== Task details ==
Each record is to be printed again precisely as it reads.

(The data begins)

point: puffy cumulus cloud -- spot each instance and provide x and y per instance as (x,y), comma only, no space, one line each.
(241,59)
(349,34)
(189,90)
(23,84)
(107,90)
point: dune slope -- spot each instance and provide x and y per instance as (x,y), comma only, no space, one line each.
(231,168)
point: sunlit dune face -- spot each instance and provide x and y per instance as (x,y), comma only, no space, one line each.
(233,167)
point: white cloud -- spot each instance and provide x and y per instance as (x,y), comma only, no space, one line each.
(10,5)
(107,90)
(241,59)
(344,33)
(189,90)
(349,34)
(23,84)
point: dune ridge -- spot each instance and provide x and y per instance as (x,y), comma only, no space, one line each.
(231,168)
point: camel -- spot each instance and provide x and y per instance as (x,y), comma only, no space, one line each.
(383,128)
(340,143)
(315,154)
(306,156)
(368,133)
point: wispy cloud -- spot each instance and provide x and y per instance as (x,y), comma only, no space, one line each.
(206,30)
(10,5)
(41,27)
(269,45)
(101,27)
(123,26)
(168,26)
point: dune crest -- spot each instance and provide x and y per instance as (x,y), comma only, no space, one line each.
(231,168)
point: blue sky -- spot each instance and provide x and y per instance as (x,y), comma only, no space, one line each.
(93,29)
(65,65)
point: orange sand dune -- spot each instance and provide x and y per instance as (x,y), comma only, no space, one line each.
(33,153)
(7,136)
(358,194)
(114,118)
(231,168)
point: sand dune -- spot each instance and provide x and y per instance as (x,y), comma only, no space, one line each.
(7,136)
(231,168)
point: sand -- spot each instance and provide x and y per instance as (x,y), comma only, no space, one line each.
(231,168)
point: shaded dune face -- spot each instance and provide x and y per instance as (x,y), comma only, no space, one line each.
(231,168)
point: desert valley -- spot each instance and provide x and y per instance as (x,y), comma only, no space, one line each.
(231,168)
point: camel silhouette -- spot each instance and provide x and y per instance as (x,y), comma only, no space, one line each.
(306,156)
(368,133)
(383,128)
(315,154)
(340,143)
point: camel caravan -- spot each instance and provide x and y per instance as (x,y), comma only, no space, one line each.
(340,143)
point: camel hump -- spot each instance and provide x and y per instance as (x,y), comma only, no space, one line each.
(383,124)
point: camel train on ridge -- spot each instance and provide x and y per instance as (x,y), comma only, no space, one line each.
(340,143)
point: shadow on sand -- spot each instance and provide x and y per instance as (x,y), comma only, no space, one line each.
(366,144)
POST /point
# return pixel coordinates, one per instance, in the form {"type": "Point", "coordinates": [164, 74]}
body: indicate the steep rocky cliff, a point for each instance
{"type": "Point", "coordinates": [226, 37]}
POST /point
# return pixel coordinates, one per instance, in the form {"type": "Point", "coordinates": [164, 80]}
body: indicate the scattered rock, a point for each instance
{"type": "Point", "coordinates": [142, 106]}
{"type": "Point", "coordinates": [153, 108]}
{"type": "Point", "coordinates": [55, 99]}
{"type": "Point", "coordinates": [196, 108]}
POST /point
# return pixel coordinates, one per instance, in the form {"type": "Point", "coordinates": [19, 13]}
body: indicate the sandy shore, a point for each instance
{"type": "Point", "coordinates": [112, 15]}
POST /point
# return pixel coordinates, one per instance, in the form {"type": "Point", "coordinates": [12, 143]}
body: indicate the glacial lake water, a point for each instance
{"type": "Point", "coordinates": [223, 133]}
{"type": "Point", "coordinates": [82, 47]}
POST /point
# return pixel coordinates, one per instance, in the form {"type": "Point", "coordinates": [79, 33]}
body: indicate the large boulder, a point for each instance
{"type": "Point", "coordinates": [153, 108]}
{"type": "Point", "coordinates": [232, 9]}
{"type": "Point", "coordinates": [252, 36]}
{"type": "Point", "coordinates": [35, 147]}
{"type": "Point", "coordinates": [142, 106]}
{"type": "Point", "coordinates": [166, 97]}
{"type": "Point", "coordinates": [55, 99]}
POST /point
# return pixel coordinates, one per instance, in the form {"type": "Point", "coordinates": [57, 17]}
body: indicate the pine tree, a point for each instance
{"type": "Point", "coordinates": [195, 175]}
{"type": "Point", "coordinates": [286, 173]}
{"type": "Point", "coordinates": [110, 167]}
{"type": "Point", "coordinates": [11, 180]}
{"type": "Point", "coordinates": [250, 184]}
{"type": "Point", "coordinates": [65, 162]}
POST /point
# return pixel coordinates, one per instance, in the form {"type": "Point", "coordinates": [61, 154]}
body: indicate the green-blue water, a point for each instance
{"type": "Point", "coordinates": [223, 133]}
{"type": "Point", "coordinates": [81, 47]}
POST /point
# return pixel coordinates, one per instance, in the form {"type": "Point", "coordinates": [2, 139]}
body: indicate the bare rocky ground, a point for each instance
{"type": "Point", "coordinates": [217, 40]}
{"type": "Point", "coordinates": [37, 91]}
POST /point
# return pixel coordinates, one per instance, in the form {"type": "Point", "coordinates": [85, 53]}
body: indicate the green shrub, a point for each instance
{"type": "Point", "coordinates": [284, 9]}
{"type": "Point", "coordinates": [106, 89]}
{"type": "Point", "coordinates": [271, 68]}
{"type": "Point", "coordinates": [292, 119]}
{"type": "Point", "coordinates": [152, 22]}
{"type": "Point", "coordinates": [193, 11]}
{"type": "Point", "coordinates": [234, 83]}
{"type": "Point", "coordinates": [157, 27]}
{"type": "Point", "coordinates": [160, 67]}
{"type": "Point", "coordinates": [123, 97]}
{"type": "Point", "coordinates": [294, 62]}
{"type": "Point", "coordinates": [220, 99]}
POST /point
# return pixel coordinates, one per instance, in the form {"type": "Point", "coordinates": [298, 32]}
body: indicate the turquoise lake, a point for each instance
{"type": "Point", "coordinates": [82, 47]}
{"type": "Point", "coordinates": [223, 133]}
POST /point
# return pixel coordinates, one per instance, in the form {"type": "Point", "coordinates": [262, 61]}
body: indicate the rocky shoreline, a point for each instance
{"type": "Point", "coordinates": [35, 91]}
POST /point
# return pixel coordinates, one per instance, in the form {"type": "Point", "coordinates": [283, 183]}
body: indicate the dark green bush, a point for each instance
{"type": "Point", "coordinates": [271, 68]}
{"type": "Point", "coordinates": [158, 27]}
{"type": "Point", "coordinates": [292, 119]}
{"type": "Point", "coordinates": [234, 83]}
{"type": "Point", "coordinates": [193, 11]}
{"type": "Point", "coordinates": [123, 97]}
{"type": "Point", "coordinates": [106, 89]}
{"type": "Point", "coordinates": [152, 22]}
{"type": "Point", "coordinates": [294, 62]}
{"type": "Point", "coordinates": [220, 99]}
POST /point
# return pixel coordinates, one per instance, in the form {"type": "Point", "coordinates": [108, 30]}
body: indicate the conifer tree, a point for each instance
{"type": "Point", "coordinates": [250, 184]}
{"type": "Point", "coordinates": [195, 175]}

(The data ends)

== Task solution ==
point: puffy cumulus cloud -- spot each instance and provide x and y per instance as (x,y), comma only, no space, one line each.
(241,59)
(349,34)
(189,90)
(23,84)
(107,90)
point: dune slope -- spot each instance and provide x and y per instance as (x,y), comma only, no space, one line each.
(231,168)
point: sunlit dune face -- spot each instance and provide x and y per instance as (x,y), comma only, no space, one line each.
(233,167)
point: white cloud -- spot each instance and provide x and y per instance as (x,y), comma only, no space, one line each.
(10,5)
(107,90)
(241,59)
(344,33)
(189,90)
(349,34)
(23,84)
point: dune ridge -- spot each instance and provide x and y per instance as (x,y), comma only, no space, one line each.
(231,168)
point: camel -- spot each instance and provide x and y per instance as (x,y), comma only, no space, one line each.
(383,128)
(340,143)
(315,154)
(306,156)
(368,133)
point: wispy cloud -- spot each instance and provide x and y per instance as (x,y), comma only, no space, one line each.
(206,30)
(10,5)
(41,27)
(269,45)
(101,27)
(123,26)
(168,26)
point: dune crest -- spot each instance and provide x and y per instance as (x,y), comma only, no space, one line each.
(231,168)
point: blue sky -- spot each instance and provide x and y per instance as (x,y), comma only, no space, one line each.
(93,29)
(65,65)
point: orange sand dune -- spot each instance and provide x and y per instance as (x,y), comma only, no space, one line each.
(33,153)
(7,136)
(358,194)
(114,118)
(231,168)
point: sand dune -- spot each instance and provide x and y per instance as (x,y), comma only, no space, one line each.
(7,136)
(231,168)
point: sand -- spot each instance and provide x and y per instance as (x,y), comma only, no space, one line each.
(231,168)
point: shaded dune face -- spot each instance and provide x and y per instance as (x,y), comma only, no space, one line each.
(231,168)
point: desert valley -- spot each instance and provide x and y per instance as (x,y), comma only, no space, one line each.
(231,168)
point: camel silhouette -- spot each instance and provide x and y per instance as (x,y), comma only, no space, one line each.
(306,156)
(368,133)
(383,128)
(315,154)
(340,143)
point: camel caravan -- spot each instance and provide x and y per instance as (x,y), comma only, no space, one line each.
(340,143)
point: camel hump -- spot each instance and provide x and y per instance as (x,y), comma only, no space, one line each.
(383,124)
point: camel train on ridge -- spot each instance and provide x and y per instance as (x,y), comma only, no space, one line each.
(340,143)
point: shadow on sand -- spot each instance and provide x and y per instance as (x,y), comma only, no space, one line each.
(366,144)
POST /point
# return pixel coordinates, one per instance, in the form {"type": "Point", "coordinates": [164, 74]}
body: indicate the steep rocky cliff, a point for each instance
{"type": "Point", "coordinates": [226, 37]}
POST /point
# return pixel coordinates, one per instance, in the form {"type": "Point", "coordinates": [164, 80]}
body: indicate the scattered rock, a point for each instance
{"type": "Point", "coordinates": [142, 106]}
{"type": "Point", "coordinates": [153, 108]}
{"type": "Point", "coordinates": [55, 99]}
{"type": "Point", "coordinates": [196, 108]}
POST /point
# return pixel coordinates, one per instance, in the form {"type": "Point", "coordinates": [19, 13]}
body: indicate the sandy shore, a point for each instance
{"type": "Point", "coordinates": [112, 15]}
POST /point
# return pixel coordinates, one per instance, in the form {"type": "Point", "coordinates": [12, 143]}
body: indicate the glacial lake water, a point for each instance
{"type": "Point", "coordinates": [223, 133]}
{"type": "Point", "coordinates": [82, 47]}
POST /point
# return pixel coordinates, one per instance, in the form {"type": "Point", "coordinates": [79, 33]}
body: indicate the large boulder, a point for each instance
{"type": "Point", "coordinates": [153, 108]}
{"type": "Point", "coordinates": [232, 9]}
{"type": "Point", "coordinates": [252, 36]}
{"type": "Point", "coordinates": [35, 147]}
{"type": "Point", "coordinates": [142, 106]}
{"type": "Point", "coordinates": [166, 97]}
{"type": "Point", "coordinates": [55, 99]}
POST /point
# return pixel coordinates, one per instance, in the form {"type": "Point", "coordinates": [57, 17]}
body: indicate the pine tree, a point for each instance
{"type": "Point", "coordinates": [195, 175]}
{"type": "Point", "coordinates": [286, 173]}
{"type": "Point", "coordinates": [110, 167]}
{"type": "Point", "coordinates": [11, 180]}
{"type": "Point", "coordinates": [250, 184]}
{"type": "Point", "coordinates": [65, 162]}
POST /point
# return pixel coordinates, one per instance, in the form {"type": "Point", "coordinates": [61, 154]}
body: indicate the green-blue water, a point for each instance
{"type": "Point", "coordinates": [223, 133]}
{"type": "Point", "coordinates": [81, 47]}
POST /point
# return pixel coordinates, one per instance, in the form {"type": "Point", "coordinates": [2, 139]}
body: indicate the bare rocky ground, a point for each instance
{"type": "Point", "coordinates": [217, 40]}
{"type": "Point", "coordinates": [37, 91]}
POST /point
# return pixel coordinates, one per instance, in the form {"type": "Point", "coordinates": [85, 53]}
body: indicate the green shrub, a point for each instance
{"type": "Point", "coordinates": [284, 9]}
{"type": "Point", "coordinates": [106, 89]}
{"type": "Point", "coordinates": [271, 68]}
{"type": "Point", "coordinates": [292, 119]}
{"type": "Point", "coordinates": [152, 22]}
{"type": "Point", "coordinates": [193, 11]}
{"type": "Point", "coordinates": [234, 83]}
{"type": "Point", "coordinates": [157, 27]}
{"type": "Point", "coordinates": [160, 67]}
{"type": "Point", "coordinates": [123, 97]}
{"type": "Point", "coordinates": [294, 62]}
{"type": "Point", "coordinates": [220, 99]}
POST /point
# return pixel coordinates, one per instance, in the form {"type": "Point", "coordinates": [298, 32]}
body: indicate the turquoise lake, a point for each instance
{"type": "Point", "coordinates": [82, 47]}
{"type": "Point", "coordinates": [223, 133]}
POST /point
# return pixel coordinates, one per instance, in the form {"type": "Point", "coordinates": [262, 61]}
body: indicate the rocky shoreline, a point for each instance
{"type": "Point", "coordinates": [35, 91]}
POST /point
# return pixel coordinates, one per instance, in the form {"type": "Point", "coordinates": [283, 183]}
body: indicate the dark green bush, a point for each instance
{"type": "Point", "coordinates": [271, 68]}
{"type": "Point", "coordinates": [158, 27]}
{"type": "Point", "coordinates": [292, 119]}
{"type": "Point", "coordinates": [234, 83]}
{"type": "Point", "coordinates": [193, 11]}
{"type": "Point", "coordinates": [123, 97]}
{"type": "Point", "coordinates": [106, 89]}
{"type": "Point", "coordinates": [152, 22]}
{"type": "Point", "coordinates": [294, 62]}
{"type": "Point", "coordinates": [220, 99]}
POST /point
# return pixel coordinates, one per instance, in the form {"type": "Point", "coordinates": [108, 30]}
body: indicate the conifer tree, a point for each instance
{"type": "Point", "coordinates": [250, 184]}
{"type": "Point", "coordinates": [195, 175]}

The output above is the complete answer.